* _WORK ITEM_:
Would you give the records below again, exactly and completely?

* _Stored data entries_:
☆ ☆ ☆ ☆
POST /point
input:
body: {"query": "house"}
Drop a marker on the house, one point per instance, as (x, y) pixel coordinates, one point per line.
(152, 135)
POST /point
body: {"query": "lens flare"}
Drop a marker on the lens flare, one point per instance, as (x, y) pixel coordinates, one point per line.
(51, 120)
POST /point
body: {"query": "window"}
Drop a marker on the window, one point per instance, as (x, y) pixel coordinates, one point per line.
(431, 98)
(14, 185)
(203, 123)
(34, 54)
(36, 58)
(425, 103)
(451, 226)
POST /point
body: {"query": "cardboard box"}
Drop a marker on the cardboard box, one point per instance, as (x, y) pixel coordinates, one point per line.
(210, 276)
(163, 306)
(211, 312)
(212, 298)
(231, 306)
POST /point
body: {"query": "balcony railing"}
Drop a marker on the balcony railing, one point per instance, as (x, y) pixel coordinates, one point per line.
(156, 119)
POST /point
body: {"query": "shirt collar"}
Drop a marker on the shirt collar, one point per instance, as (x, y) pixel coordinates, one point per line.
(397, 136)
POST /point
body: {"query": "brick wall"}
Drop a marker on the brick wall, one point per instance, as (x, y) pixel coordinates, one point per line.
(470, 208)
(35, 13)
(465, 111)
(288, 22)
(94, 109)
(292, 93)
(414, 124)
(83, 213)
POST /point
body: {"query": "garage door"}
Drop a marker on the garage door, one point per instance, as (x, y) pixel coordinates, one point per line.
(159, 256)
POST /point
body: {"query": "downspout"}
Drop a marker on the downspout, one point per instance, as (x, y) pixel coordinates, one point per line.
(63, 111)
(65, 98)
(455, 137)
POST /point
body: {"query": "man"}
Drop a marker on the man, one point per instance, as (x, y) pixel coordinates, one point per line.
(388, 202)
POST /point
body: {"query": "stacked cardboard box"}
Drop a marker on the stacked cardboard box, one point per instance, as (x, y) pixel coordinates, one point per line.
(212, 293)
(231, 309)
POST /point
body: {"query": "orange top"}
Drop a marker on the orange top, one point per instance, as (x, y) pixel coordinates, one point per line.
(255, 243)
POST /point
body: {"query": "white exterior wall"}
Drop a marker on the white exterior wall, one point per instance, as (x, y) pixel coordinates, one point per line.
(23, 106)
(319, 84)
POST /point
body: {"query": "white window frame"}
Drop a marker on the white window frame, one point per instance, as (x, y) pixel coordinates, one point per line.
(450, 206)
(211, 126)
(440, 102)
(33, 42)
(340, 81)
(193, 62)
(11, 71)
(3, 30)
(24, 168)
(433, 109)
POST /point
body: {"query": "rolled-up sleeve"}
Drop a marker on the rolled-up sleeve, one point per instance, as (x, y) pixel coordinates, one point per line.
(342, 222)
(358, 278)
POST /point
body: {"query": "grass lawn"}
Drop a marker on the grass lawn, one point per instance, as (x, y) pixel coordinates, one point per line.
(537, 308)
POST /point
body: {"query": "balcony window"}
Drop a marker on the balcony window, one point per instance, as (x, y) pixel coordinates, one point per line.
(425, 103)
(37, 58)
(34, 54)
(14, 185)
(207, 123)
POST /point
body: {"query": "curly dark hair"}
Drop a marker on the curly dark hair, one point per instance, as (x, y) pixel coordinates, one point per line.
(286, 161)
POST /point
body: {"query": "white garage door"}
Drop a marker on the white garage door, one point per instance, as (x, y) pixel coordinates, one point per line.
☆ ☆ ☆ ☆
* _ANSWER BOX_:
POST /point
input:
body: {"query": "house"}
Drop a marker on the house, one point per instance, as (x, y) pixel coordinates, one point per line.
(152, 135)
POST /point
body: {"query": "lens flare"}
Drop a marker on the lens flare, one point per instance, as (x, y) pixel coordinates, one point per line.
(51, 120)
POST /point
body: {"query": "window"}
Drop a marker on the window, one point per instance, as (x, y) pixel coordinates, one point per line.
(431, 98)
(14, 185)
(203, 123)
(34, 54)
(36, 58)
(425, 103)
(451, 226)
POST /point
body: {"query": "cardboard box"}
Drop a marker on the cardboard box, one point per instance, as (x, y) pixel coordinates, one point per line.
(210, 276)
(163, 306)
(211, 312)
(212, 298)
(231, 306)
POST /point
body: {"query": "balcony railing"}
Drop a marker on the balcony railing, one point per instance, as (x, y) pixel coordinates, one point per line.
(156, 119)
POST /point
body: {"query": "shirt collar"}
Drop a marker on the shirt collar, one point per instance, as (x, y) pixel coordinates, one point per line.
(397, 136)
POST /point
body: {"query": "brick wall"}
Drop a marker on the brick wall, one point per instance, as (x, y) pixel coordinates, one point per line.
(470, 208)
(35, 13)
(465, 111)
(288, 22)
(94, 109)
(292, 93)
(414, 124)
(83, 213)
POST /point
body: {"query": "garage door"}
Drop a marker on the garage door, one point per instance, as (x, y) pixel coordinates, one point per line.
(159, 256)
POST /point
body: {"query": "downspout"}
Drop a marker on the downspout, one point per instance, as (x, y) pixel coordinates, one point per line.
(63, 111)
(65, 98)
(455, 137)
POST /point
body: {"query": "man"}
Drop a marker on the man, one point per instance, as (x, y) pixel coordinates, one point per line.
(388, 202)
POST /point
body: {"query": "stacked cardboard box"}
Drop a marker on the stacked cardboard box, one point per instance, as (x, y) pixel coordinates, one point per line.
(212, 293)
(231, 309)
POST /point
body: {"query": "orange top"}
Drop a marker on the orange top, one point per instance, as (x, y) pixel coordinates, one point per line.
(255, 243)
POST /point
body: {"query": "white exterior wall"}
Drop a marker on the white exterior wall, one point per instance, as (x, y) pixel coordinates, one point per line.
(23, 106)
(319, 84)
POST /point
body: {"query": "white window frame"}
Drop a marker on the white window frame, one point per instance, as (x, y) pixel coordinates, one point per line.
(450, 206)
(211, 126)
(440, 102)
(33, 42)
(340, 81)
(193, 62)
(11, 71)
(3, 30)
(24, 168)
(433, 109)
POST /point
body: {"query": "rolled-up sleeve"}
Drop a marker on the rolled-up sleeve, one point per instance, as (x, y) pixel coordinates, one point per line.
(342, 222)
(358, 278)
POST /point
body: {"query": "grass lawn"}
Drop a marker on the grass lawn, one point per instance, as (x, y) pixel coordinates, one point per line.
(537, 308)
POST /point
body: {"query": "balcony window"}
Drop a marker on the balcony window, one point per instance, as (x, y) pixel coordinates, one point per line.
(425, 103)
(37, 58)
(34, 54)
(14, 185)
(207, 123)
POST /point
body: {"query": "curly dark hair"}
Drop a marker on the curly dark hair, one point per instance, as (x, y) pixel coordinates, one point per line.
(286, 161)
POST /point
body: {"query": "white garage door"}
Drop a marker on the white garage door, one point per instance, as (x, y) pixel coordinates, one point per line.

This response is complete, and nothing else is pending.